[Supplied passage — start]

This is useful for teams that want to encode domain-specific workflows (e.g., “deploy to staging” or “run security scan”) without forking the core agent.

Data Collection and Eval Infrastructure

Claude Code collects “code acceptance or rejections” and “associated conversation data” when you use it. This is not just telemetry. It’s training data for evaluating agent performance.

The repo does not expose the eval pipeline, but the data collection signals what Anthropic is measuring:

  • Acceptance rate: How often users approve tool calls versus rejecting them.
  • Conversation length: How many turns it takes to complete a task.
  • Tool call accuracy: Whether the agent invokes the right tool for a given request.

This data feeds back into model training and prompt engineering. If users frequently reject git commits, that signals the agent is misunderstanding intent. If conversations run long, that signals the agent is not inferring context efficiently.

Deployment Shape

Claude Code offers four installation methods:

  • Curl script: Downloads a binary and installs it to /usr/local/bin.
  • Homebrew cask: Installs via the macOS package manager.
  • WinGet: Installs via the Windows package manager.
  • NPM (deprecated): The original distribution method, now discouraged.

The shift from NPM to native installers signals a move toward treating Claude Code as a system-level tool rather than a Node.js package. This avoids Node version conflicts and makes it easier to bundle with IDEs or CI/CD pipelines.

The binary is a standalone executable that shells out to git, node, and other system tools. It does not embed a runtime. This keeps the binary small but requires the user to have git and other dependencies installed.

Likely Failure Modes

Stale file context: If you edit a file outside the terminal session, the agent’s cached version is out of date. It will answer questions based on the old content until you explicitly ask it to re-read the file.

Git state race conditions: If you run git commands outside Claude Code while a session is active, the agent’s understanding of branch state or uncommitted changes can drift. It queries git on-demand, but there’s a window between the query and the tool execution where state can change.

Tool call hallucination: The LLM can request tools that don’t exist or pass invalid arguments. The runtime validates tool schemas, but it can’t catch semantic errors (e.g., committing to the wrong branch).

Session loss on crash: Because conversation history lives in memory, a terminal crash or accidental exit loses all context. You can’t resume a multi-turn task without starting over.

Technical Verdict

Use Claude Code when you want a terminal agent that handles routine git workflows, file operations, and shell commands without switching between tools. The routing logic is solid, the guardrails prevent most destructive mistakes, and the plugin system lets you encode team-specific workflows.

Avoid it when you need persistent session state across terminal restarts, or when you’re working in a repository with frequent external changes (e.g., a team pushing to the same branch). The in-memory state model and on-demand git queries create race conditions that are hard to debug.

The architecture is a good reference for anyone building terminal agents. The separation between LLM reasoning, tool validation, and execution runtime is clean. The guardrails are implemented in code, not prompts. The plugin system is extensible without being over-engineered.

[Supplied passage — finish]

● **Problem set**
(1) Answer these questions from the passage on Claude Code, one per line, marked (a), (b), (c): (a) Which installation method is labeled deprecated? (b) After a file is edited outside the terminal session, what does the agent base its answers on until told to re-read it? (c) What keeps the binary small?
(2) Does each statement agree with the passage on Claude Code? For each of (a), (b), (c), answer yes or no and quote the exact words that decide it.
(a) The repo exposes the eval pipeline.
(b) The guardrails are implemented in prompts.
(c) A terminal crash wipes out all context.
(3) Sum up the passage on Claude Code in three sentences.

[Source information — start]

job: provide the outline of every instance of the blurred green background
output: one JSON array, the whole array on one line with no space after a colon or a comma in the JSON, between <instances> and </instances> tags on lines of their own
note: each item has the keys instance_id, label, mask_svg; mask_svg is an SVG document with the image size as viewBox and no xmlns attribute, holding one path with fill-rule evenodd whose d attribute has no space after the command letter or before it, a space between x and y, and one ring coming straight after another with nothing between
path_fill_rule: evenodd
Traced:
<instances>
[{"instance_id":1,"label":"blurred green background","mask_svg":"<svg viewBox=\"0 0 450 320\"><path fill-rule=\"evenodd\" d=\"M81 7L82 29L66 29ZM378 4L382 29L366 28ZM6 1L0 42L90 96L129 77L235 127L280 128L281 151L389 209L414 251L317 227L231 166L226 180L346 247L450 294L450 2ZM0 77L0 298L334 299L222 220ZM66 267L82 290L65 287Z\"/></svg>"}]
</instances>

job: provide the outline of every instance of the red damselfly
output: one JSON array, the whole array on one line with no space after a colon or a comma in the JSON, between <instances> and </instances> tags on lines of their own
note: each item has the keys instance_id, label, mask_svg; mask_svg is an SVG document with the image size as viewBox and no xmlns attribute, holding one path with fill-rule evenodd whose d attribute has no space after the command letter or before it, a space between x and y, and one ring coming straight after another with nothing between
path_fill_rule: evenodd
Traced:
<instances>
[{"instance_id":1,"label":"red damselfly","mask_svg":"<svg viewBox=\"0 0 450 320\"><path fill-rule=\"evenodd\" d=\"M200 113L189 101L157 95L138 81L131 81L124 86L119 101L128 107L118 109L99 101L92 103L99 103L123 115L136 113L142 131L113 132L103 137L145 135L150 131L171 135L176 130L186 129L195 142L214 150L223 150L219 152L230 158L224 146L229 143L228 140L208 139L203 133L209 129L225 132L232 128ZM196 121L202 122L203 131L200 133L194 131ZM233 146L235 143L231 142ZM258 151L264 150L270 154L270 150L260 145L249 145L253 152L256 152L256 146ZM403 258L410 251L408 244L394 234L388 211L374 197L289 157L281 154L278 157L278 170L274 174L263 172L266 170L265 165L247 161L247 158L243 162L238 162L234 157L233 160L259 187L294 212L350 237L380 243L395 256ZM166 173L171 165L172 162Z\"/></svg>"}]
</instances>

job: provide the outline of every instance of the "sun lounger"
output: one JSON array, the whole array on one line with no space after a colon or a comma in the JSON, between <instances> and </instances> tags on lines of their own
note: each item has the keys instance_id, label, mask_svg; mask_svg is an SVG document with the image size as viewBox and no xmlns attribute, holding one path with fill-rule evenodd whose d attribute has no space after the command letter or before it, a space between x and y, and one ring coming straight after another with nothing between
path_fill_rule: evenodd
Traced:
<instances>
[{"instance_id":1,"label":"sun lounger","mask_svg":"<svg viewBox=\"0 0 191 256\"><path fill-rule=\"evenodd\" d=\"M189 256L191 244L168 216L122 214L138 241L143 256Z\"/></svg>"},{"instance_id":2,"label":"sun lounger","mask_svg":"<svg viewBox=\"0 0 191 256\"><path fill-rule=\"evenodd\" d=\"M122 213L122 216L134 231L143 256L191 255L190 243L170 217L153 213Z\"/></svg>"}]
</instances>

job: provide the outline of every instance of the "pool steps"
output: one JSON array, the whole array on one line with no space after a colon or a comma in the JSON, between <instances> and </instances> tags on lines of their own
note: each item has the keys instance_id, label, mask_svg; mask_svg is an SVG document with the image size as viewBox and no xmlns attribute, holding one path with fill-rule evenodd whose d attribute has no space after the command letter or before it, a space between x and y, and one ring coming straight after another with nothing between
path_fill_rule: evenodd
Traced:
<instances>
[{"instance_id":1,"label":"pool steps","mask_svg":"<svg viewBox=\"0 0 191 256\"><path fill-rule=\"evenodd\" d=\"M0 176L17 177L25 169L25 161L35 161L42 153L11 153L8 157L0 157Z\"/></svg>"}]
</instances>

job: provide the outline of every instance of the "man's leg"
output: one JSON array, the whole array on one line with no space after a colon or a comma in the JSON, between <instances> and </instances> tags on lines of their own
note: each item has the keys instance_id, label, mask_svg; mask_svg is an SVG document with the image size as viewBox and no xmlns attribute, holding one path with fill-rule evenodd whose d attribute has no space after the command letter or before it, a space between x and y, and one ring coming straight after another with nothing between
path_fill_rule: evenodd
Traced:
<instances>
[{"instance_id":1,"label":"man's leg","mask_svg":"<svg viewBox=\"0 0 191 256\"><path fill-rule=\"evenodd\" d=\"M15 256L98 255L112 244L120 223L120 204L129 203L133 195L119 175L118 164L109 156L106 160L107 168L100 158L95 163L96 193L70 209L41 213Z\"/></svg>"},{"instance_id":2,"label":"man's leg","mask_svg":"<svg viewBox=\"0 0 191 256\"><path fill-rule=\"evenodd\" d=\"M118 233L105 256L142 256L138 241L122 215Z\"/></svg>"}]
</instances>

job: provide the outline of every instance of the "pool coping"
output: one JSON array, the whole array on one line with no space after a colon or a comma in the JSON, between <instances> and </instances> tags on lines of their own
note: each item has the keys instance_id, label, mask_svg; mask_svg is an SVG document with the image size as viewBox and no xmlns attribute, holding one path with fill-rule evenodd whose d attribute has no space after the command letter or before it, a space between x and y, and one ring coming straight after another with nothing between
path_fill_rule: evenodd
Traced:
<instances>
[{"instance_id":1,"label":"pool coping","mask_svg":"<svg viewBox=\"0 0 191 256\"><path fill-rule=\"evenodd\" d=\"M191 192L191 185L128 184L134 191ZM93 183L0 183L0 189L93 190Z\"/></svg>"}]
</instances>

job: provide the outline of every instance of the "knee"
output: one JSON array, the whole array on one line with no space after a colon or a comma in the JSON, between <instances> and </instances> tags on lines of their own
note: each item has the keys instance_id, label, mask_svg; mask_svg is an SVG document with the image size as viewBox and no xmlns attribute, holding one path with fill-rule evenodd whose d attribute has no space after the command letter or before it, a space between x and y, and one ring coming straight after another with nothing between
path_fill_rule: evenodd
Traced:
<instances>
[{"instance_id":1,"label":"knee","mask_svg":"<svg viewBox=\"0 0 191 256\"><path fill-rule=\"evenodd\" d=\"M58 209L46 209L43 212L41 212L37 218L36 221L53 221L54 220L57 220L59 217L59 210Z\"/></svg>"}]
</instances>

[Source information — finish]
[Source information — start]

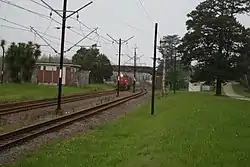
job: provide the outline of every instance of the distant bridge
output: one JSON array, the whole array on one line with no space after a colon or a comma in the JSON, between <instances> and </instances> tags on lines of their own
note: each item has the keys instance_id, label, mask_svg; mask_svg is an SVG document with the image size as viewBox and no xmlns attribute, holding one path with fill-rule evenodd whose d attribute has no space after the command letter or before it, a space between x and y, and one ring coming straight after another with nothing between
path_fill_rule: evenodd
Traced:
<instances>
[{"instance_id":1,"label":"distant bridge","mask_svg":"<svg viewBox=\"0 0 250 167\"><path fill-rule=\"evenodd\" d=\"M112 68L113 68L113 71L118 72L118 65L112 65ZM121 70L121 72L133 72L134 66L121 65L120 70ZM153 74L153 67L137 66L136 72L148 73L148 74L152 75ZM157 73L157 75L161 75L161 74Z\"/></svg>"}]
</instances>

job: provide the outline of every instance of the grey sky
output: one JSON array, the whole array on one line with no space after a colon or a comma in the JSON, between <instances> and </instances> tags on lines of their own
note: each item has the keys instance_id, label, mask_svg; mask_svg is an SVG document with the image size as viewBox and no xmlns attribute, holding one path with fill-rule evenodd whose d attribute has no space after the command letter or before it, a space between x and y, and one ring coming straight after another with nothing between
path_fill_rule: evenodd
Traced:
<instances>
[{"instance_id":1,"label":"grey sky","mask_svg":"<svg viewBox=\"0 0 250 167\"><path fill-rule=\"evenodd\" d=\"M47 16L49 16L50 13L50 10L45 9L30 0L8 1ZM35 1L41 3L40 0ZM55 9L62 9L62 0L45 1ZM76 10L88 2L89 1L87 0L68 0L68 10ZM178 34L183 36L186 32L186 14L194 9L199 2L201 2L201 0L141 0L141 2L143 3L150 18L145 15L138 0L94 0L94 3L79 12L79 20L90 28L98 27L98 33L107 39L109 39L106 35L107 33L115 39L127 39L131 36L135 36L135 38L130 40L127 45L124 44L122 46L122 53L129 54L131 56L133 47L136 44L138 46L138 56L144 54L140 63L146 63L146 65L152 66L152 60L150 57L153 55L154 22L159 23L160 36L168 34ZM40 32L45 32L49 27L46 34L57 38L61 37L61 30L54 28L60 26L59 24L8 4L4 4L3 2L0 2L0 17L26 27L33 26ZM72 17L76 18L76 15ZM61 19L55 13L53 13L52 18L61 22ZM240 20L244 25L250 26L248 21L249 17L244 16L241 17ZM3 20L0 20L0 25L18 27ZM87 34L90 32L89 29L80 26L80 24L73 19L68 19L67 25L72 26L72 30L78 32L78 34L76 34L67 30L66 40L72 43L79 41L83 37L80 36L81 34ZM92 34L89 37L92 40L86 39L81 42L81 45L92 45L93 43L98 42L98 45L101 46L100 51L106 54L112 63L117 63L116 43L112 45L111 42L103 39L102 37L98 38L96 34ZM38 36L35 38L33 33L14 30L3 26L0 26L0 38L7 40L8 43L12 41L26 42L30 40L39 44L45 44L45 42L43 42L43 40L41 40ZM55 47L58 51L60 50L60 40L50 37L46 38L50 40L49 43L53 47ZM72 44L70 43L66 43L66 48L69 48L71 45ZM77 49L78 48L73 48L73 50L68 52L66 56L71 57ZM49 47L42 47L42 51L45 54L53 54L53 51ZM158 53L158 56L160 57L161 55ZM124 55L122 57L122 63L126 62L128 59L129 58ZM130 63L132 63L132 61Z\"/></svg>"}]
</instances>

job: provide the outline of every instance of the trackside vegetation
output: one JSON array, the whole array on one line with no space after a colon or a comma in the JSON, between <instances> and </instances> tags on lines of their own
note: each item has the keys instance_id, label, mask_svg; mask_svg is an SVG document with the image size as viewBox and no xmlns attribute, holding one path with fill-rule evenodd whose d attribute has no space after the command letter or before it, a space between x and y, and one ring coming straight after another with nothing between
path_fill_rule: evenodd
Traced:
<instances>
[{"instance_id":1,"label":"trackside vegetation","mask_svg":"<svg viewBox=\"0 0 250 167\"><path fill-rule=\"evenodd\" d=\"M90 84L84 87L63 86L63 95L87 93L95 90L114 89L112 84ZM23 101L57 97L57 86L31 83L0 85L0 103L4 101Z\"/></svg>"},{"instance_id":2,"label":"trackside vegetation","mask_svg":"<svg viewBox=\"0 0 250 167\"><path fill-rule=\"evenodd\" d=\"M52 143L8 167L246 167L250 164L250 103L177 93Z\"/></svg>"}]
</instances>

[Source information — finish]
[Source information — start]

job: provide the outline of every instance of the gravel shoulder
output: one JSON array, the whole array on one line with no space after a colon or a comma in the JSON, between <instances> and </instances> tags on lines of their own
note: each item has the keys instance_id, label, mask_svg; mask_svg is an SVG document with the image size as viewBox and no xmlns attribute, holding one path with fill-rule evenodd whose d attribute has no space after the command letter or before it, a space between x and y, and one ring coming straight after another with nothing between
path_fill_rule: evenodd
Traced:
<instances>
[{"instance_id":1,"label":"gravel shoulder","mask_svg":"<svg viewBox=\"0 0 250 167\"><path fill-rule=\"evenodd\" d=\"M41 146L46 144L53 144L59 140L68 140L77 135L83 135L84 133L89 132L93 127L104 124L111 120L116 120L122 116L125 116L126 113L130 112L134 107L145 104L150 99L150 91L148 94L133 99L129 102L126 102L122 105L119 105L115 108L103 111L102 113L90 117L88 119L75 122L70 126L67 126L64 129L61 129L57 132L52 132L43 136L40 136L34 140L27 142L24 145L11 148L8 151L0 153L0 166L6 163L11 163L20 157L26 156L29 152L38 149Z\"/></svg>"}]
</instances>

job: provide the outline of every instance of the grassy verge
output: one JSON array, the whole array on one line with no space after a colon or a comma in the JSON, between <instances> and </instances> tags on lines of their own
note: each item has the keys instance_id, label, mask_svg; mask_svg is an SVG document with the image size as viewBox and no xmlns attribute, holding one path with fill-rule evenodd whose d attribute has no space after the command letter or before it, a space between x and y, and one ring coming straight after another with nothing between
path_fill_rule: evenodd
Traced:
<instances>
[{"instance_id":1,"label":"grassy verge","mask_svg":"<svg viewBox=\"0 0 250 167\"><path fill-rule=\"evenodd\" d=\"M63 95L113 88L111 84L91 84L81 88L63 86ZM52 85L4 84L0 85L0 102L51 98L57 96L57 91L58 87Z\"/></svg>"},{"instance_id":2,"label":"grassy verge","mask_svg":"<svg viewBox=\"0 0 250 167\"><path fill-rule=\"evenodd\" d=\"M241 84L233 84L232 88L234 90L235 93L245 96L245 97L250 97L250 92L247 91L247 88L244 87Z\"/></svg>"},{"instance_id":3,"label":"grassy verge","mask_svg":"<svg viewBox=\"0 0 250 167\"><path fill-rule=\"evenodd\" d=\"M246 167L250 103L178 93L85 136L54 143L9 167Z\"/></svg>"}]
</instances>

[Source information — finish]

● **Expected responses**
(1)
(a) NPM.
(b) The old content, from its out-of-date cached version of the file.
(c) It does not embed a runtime.

(2)
(a) No: "The repo does not expose the eval pipeline"
(b) No: "The guardrails are implemented in code, not prompts."
(c) Yes: "a terminal crash or accidental exit loses all context."

(3) Claude Code collects acceptance, rejection and conversation data that signal what Anthropic measures, and it now ships as a standalone binary through native installers rather than the deprecated NPM package. Its likely failure modes include stale file context, git state race conditions, tool call hallucination and session loss on crash. It suits routine git, file and shell work but not cases needing persistent sessions or repositories with frequent external changes, and its architecture is a good reference for building terminal agents.